* start Stored records *
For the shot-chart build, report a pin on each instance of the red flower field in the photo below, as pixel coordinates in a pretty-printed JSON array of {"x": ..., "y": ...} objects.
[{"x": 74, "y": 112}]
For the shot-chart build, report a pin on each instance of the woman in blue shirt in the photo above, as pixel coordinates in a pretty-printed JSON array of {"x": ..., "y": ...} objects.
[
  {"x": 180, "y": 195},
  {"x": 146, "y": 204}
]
* end Stored records *
**Stated problem**
Reproduce the data above line for line, without changing anything.

**Result of this task**
For the shot-chart build, report a pin on each instance of the red flower field in the photo below, as pixel coordinates in a pretty-printed JSON array of {"x": ..., "y": ...} objects.
[{"x": 74, "y": 112}]
For the shot-chart build, report a pin on each instance of the woman in blue shirt in the photo above, as pixel coordinates in a pretty-printed JSON array of {"x": ..., "y": ...} objects.
[
  {"x": 180, "y": 195},
  {"x": 146, "y": 204}
]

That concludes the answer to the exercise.